++++ Excerto do documento
Concorde-se ou não – a contribuição privada é muito limitada – e condicionada, a legislação dá cobertura a que os funcionários dos GP trabalhem para o partido e aufiram remuneração por esse facto, pois deixa à responsabilidade dos partidos a determinação do número de funcionários do seu GP, do local e o tempo de trabalho, desde que não ultrapassem os limites definidos.

Assim, sem se fazer um juízo de valor sobre a forma de atuar, em si, dos investigadores, intervenção da PJ, o aparato de que a comunicação social deu nota só revela uma leitura acrítica da denúncia que espoletou a intervenção, pois os inspetores e peritos, tal como os procuradores do Ministério Público (MP) devem conhecer as leis.

Não sei se estaremos perante uma tentativa – intencional ou não – de ilegalização da política, por via judicial, como admite Pacheco Pereira, ou se estaremos perante um surto de intervenção no Estado de Direito, por parte de pessoas que olham para o país através da folha Excel e com a mentalidade justicialista acima da própria lei.

Poderemos até estar em presença de um fenómeno demolidor da atual situação: o partido do governo fragilizado por casos e casinhos (uns com fundamento, outros mitificados); o grande partido da oposição em terreno movediço; e uma esquerda quase sem voz. São circunstâncias objetivas propícias à escalada de forças sebastianistas para, em nome da lei e da ordem, se imporem ao Povo. Não é despiciendo o dito de Rui Rio: Se o Presidente da República, a Assembleia e os partidos não tiverem coragem de dizer ‘basta’, haverá algum dia em que alguém vai dizer ‘chega’.”

Entretanto, debatam-se as ideias, não andemos 60 anos a discutir uma obra, reine o bom senso e resolvam-se os problemas do povo.
++++++++
++++ Conjunto de dados
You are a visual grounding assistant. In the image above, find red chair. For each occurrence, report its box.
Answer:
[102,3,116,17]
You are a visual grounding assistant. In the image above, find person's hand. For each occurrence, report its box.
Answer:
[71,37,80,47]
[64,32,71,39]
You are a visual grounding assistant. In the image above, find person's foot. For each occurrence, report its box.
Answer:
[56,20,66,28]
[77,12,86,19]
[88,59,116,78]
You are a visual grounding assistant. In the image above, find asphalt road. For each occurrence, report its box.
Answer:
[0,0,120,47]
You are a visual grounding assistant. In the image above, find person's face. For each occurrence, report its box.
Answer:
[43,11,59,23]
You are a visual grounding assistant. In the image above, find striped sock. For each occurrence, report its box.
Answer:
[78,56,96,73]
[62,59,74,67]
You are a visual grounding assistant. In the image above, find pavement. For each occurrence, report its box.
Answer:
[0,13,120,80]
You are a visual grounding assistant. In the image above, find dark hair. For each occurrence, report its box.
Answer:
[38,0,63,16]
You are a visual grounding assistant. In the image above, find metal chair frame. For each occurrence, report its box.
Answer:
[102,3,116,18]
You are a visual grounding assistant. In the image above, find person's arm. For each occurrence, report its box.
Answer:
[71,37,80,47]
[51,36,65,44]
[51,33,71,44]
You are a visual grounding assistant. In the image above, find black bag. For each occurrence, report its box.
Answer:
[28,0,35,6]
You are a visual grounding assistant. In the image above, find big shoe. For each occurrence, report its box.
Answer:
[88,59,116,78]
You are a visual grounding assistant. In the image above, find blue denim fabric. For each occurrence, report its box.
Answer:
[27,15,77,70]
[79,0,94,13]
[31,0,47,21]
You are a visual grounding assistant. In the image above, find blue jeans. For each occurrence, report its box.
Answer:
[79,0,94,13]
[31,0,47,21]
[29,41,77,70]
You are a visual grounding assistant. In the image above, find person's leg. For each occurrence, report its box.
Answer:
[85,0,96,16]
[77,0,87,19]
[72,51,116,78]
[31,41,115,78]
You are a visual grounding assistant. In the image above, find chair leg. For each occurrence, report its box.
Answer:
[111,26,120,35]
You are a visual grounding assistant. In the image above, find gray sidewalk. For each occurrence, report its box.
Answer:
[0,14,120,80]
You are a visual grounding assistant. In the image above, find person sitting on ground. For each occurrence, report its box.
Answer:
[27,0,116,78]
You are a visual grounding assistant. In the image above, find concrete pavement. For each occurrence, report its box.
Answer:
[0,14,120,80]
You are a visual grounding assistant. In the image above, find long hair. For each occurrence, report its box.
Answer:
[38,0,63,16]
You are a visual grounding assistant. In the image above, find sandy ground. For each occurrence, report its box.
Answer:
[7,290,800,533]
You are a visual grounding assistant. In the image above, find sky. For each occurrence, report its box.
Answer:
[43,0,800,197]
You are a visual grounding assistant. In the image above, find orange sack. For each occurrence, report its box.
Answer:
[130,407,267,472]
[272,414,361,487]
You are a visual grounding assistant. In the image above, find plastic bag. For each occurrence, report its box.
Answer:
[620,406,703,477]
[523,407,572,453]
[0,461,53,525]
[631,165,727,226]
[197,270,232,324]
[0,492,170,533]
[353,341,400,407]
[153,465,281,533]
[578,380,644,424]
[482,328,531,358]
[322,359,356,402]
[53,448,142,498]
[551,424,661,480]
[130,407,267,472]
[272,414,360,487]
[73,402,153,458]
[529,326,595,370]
++++++++
Instruções:
1: Reescreva em forma de lista o parágrafo do excerto que começa por «Poderemos até estar em presença», conservando os factos principais.
2: Reúna todas as linhas das entradas que contêm a palavra "chair". Tenha em conta a distinção entre maiúsculas e minúsculas.
O excerto e as entradas não têm qualquer relação entre si.

Lista de respostas:
1:
- Admite-se a possibilidade de um fenómeno demolidor da situação atual.
- O partido do governo está fragilizado por casos e casinhos, uns com fundamento e outros mitificados.
- O grande partido da oposição encontra-se em terreno movediço.
- A esquerda está quase sem voz.
- Estas circunstâncias são propícias à escalada de forças sebastianistas que, em nome da lei e da ordem, se imponham ao Povo.
- Cita-se Rui Rio: se o Presidente da República, a Assembleia e os partidos não tiverem coragem de dizer «basta», algum dia alguém dirá «chega».

2:
You are a visual grounding assistant. In the image above, find red chair. For each occurrence, report its box.
You are a visual grounding assistant. In the image above, find metal chair frame. For each occurrence, report its box.
You are a visual grounding assistant. In the image above, find chair leg. For each occurrence, report its box.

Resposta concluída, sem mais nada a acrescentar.